== WORK REQUIRED ==
Provide again, from the entries below, every line from the one containing "Pass the picture above and point out the front" through the one containing "the form [226,88].", exactly as written, and no other line.

== DATA FOR ANALYSIS ==

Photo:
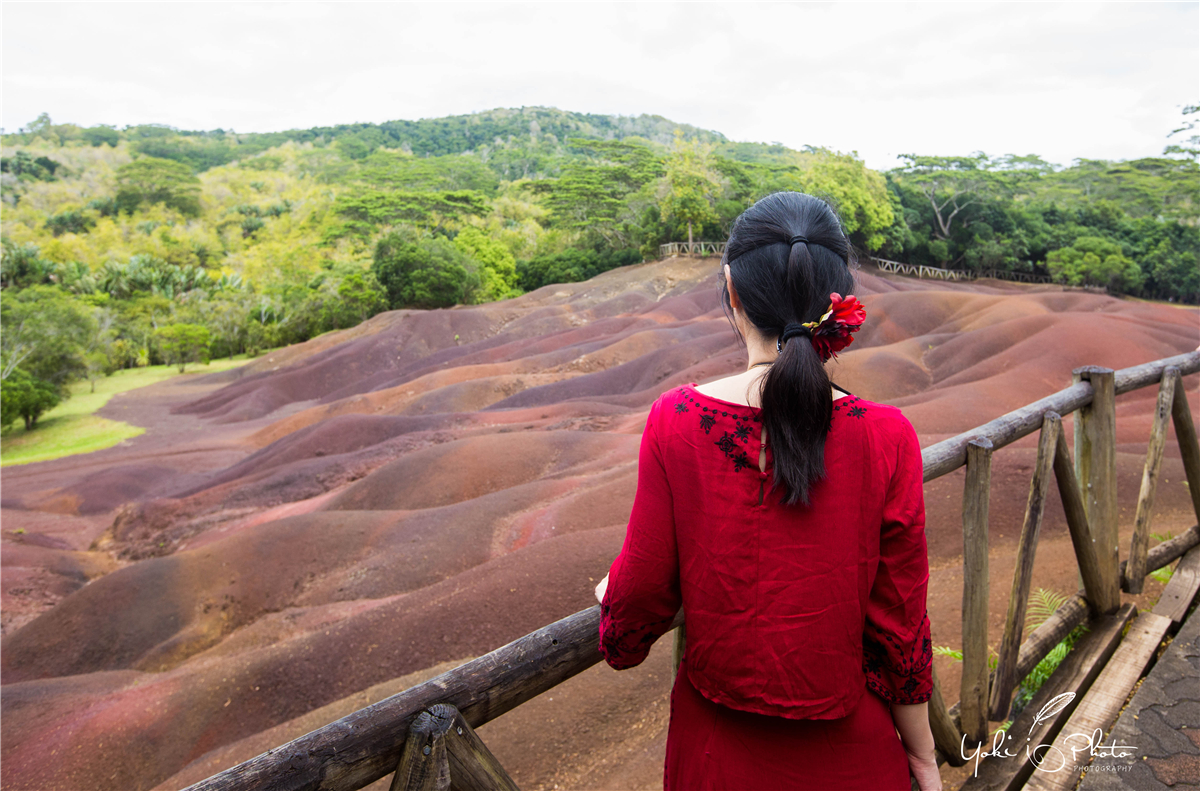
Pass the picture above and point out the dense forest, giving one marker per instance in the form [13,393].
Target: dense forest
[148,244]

* * *

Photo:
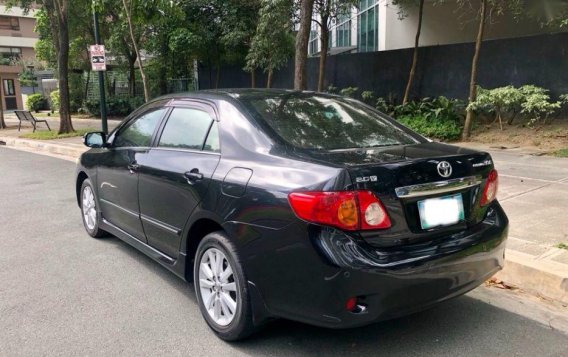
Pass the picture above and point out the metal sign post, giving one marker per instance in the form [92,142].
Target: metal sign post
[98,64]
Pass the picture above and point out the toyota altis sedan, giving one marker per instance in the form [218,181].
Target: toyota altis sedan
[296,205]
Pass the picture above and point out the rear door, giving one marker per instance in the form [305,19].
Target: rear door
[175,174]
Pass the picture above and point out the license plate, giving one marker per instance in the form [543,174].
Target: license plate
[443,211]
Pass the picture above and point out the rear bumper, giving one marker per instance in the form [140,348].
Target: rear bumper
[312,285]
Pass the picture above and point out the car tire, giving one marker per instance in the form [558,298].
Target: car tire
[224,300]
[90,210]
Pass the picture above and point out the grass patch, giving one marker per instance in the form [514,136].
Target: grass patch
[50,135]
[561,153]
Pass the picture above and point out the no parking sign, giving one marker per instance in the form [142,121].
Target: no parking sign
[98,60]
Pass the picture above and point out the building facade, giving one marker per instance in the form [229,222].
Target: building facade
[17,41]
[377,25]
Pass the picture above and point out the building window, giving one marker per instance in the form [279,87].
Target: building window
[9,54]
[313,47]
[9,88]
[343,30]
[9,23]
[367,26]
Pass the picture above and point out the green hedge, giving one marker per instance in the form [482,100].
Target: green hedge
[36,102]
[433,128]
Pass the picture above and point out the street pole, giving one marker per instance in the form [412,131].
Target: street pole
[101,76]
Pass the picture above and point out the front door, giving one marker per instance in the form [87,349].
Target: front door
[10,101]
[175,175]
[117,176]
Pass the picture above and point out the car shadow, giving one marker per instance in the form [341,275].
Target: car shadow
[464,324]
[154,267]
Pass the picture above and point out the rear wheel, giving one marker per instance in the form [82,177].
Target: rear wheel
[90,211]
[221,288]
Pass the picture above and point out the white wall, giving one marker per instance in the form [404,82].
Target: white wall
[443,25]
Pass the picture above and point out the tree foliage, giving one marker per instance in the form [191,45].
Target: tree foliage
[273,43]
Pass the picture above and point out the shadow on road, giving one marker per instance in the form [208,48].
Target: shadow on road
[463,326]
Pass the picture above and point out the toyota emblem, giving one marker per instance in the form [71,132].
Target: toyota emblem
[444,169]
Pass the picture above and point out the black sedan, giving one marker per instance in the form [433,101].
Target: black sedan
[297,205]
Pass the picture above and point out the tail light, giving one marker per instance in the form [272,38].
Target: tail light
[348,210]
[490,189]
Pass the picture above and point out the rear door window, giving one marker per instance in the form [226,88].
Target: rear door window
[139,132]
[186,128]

...

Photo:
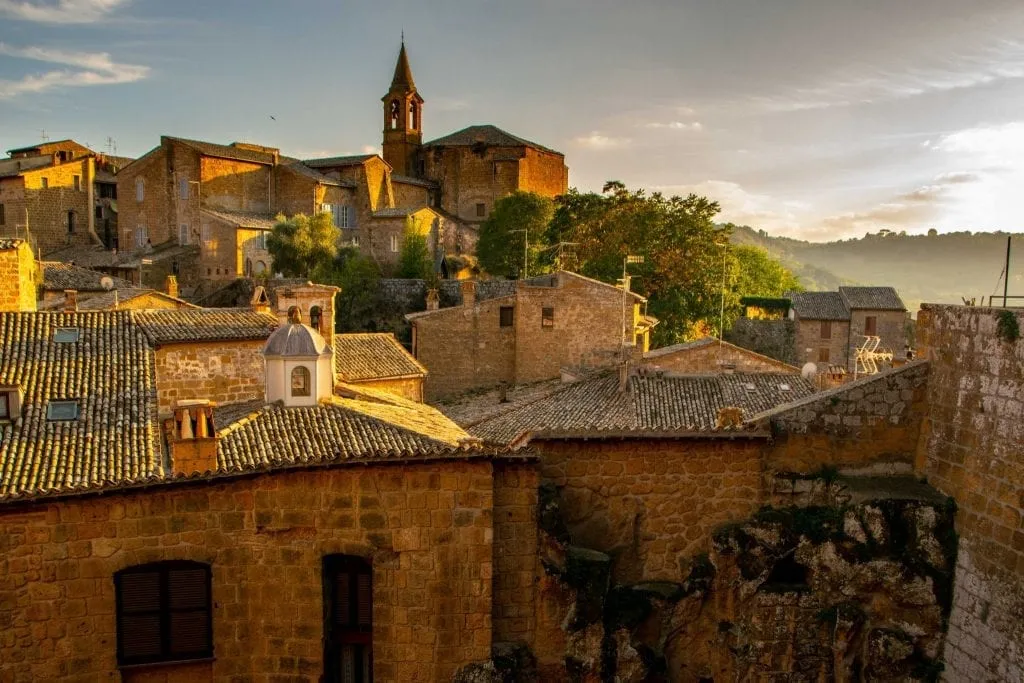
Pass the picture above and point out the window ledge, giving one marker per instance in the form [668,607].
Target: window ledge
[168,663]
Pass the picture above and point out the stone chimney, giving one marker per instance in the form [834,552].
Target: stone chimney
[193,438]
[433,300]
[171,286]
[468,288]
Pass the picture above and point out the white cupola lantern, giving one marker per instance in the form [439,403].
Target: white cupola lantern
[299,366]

== WRITTEN ANSWER ==
Pass the picture above and point out the front door, giving one marker per instance in the form [87,349].
Target: front door
[10,101]
[175,175]
[117,176]
Pass the picture above and point out the car shadow, giving one marker per instance in the form [341,275].
Target: car shadow
[464,324]
[154,267]
Pass the picture above and point out the rear wheel, giving one marker per instance in the form [82,177].
Target: rear wheel
[90,211]
[221,288]
Pass the picture above and point out the white wall, giving one marker per instance in the form [404,82].
Target: white wall
[443,25]
Pass the picture above and point out the tree foliage, giving one marker per instance in the form [191,45].
Target: tree foliage
[273,43]
Pass the picture above and point out the shadow on road, giving one marker per instance in the form [208,48].
Target: shadow on road
[463,326]
Pass the picture above and point out the toyota emblem, giving one marker per instance in the form [71,132].
Target: toyota emblem
[444,169]
Pass the picture above and point out the black sedan, giving one marker per instance in the form [433,101].
Target: black sedan
[297,205]
Pass the picture above and point out the tail light, giving one marker per instance in the form [272,38].
Target: tail light
[348,210]
[490,189]
Pass the picture above and point out the rear door window, giving one marker per instance in the form [226,88].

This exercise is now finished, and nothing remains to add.